Reproduce the material below line for line, with no changes.

**** Input data ****

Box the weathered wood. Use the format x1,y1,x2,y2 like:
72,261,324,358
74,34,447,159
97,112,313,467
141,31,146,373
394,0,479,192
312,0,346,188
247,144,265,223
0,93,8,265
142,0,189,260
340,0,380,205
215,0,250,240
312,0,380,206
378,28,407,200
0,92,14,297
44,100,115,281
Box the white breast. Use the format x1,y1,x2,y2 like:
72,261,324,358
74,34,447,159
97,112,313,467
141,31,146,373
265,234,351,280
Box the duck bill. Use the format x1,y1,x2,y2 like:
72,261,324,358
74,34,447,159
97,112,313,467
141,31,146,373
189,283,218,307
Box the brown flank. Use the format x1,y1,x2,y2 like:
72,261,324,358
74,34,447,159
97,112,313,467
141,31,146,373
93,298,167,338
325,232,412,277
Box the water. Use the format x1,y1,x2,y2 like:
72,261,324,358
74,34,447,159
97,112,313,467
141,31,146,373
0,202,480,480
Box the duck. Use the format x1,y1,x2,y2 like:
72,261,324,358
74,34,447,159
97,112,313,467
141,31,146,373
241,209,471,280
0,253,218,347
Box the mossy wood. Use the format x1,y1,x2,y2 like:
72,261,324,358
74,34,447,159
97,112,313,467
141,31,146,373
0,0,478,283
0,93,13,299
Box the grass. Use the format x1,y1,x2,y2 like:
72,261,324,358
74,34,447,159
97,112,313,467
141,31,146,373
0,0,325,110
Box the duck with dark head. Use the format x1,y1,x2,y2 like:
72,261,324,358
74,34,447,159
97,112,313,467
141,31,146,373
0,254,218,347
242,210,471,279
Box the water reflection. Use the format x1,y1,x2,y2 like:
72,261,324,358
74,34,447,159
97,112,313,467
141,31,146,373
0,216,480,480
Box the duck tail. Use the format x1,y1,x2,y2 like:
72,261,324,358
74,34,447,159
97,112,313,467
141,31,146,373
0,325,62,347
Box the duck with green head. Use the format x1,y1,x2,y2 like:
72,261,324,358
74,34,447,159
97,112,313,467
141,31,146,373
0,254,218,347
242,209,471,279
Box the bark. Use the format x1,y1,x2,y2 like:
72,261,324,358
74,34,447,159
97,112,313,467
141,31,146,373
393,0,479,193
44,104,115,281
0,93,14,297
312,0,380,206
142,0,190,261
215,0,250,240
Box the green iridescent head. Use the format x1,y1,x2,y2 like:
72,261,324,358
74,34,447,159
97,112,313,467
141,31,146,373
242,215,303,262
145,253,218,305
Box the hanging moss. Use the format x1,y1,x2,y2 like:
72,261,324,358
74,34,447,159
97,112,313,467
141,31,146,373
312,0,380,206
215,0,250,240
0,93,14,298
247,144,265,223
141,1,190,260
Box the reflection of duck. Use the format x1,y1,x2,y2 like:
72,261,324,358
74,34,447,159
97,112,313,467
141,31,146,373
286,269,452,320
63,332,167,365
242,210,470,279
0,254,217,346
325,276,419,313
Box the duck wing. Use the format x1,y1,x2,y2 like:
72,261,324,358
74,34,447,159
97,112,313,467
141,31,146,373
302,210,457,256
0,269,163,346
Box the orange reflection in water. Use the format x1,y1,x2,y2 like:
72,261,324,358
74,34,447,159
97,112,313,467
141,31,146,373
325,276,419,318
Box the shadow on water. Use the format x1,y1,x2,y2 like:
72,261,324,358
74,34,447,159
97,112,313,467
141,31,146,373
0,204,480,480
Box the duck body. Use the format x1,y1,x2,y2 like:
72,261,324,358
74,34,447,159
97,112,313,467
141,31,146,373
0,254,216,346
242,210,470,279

****

§ Complete answer
Box the weathered wood. Use the format x1,y1,x2,y2 like:
72,261,324,358
74,34,447,159
97,112,313,467
141,31,146,373
394,0,479,192
312,0,346,188
247,144,265,223
0,93,8,265
142,0,189,260
340,0,380,205
215,0,250,240
312,0,380,206
378,28,407,200
0,92,14,297
44,100,115,281
Box the white breast. Use the format x1,y1,x2,y2 like:
72,261,324,358
74,34,447,159
97,112,313,467
141,31,146,373
265,234,351,280
Box the duck bill. Use the format x1,y1,x2,y2 like:
72,261,324,358
74,34,447,159
97,112,313,467
141,31,146,373
189,283,218,307
Box the brown flank. Use the format x1,y1,x2,y2 like:
72,261,324,358
74,34,447,159
97,112,313,467
141,31,146,373
93,298,167,338
325,232,412,277
Box the water. Use the format x1,y1,x2,y2 like:
72,261,324,358
74,34,447,159
97,112,313,467
141,31,146,373
0,202,480,480
Box the duck. Use the format x1,y1,x2,y2 like:
72,261,324,358
74,34,447,159
97,112,313,467
141,31,146,373
241,209,471,280
0,253,218,347
Box the mossy wood. Use the format x1,y1,x2,y2 like:
72,261,324,358
74,34,447,159
97,112,313,467
141,31,146,373
0,0,478,283
0,93,13,299
Box the grass. Use the format x1,y1,x2,y2 like:
72,261,324,358
74,34,447,159
97,112,313,467
141,31,146,373
0,0,325,110
Box the duck with dark head. Use the format x1,y1,x2,y2 like:
72,261,324,358
74,34,447,159
97,112,313,467
141,31,146,373
0,254,218,347
242,210,471,279
Box the water reflection. Use the format x1,y1,x2,y2 like:
72,261,324,358
74,34,447,159
97,112,313,467
141,31,146,373
0,216,480,480
Box the duck tail. Use the format x1,y1,x2,y2 like:
72,261,324,358
74,34,447,159
97,112,313,467
141,31,146,373
0,325,62,347
Box the duck with green head. Use the format x1,y1,x2,y2 like:
72,261,324,358
74,34,447,159
97,112,313,467
141,31,146,373
0,254,218,347
242,209,471,279
Box the bark. Use the format x1,y1,x2,y2 like:
72,261,324,358
74,34,447,159
97,112,313,467
141,31,146,373
393,0,479,193
44,104,115,281
0,93,14,297
312,0,380,206
142,0,190,261
215,0,250,240
Box the green iridescent head. Use the format x1,y1,x2,y2 like:
72,261,324,358
74,34,447,159
97,112,313,467
141,31,146,373
242,215,303,262
145,253,218,305
Box the hanging moss. Use the format x1,y1,x2,y2 like:
72,261,324,358
74,34,447,159
97,112,313,467
141,31,146,373
312,0,380,206
215,0,250,240
0,93,14,298
247,144,265,223
141,1,190,260
Box the reflection of duck. Use the format x1,y1,x2,y2 like:
72,261,324,358
74,34,447,159
97,112,313,467
141,31,146,373
286,269,452,320
63,332,167,365
242,210,470,279
0,254,217,346
325,276,419,313
Box the duck wing. Use the format x1,y1,x2,y2 like:
72,261,324,358
74,34,447,159
97,112,313,467
141,31,146,373
302,210,457,256
0,269,163,346
Box the orange reflection in water. Use the format x1,y1,x2,y2 like:
72,261,324,358
74,34,447,159
97,112,313,467
141,31,146,373
325,276,419,318
Box the shadow on water. Use the format x1,y1,x2,y2 like:
72,261,324,358
74,34,447,159
97,112,313,467
141,31,146,373
0,204,480,480
Box the duck body. Use the format x1,y1,x2,y2 like:
72,261,324,358
74,34,447,159
97,112,313,467
141,31,146,373
0,254,216,346
242,210,470,279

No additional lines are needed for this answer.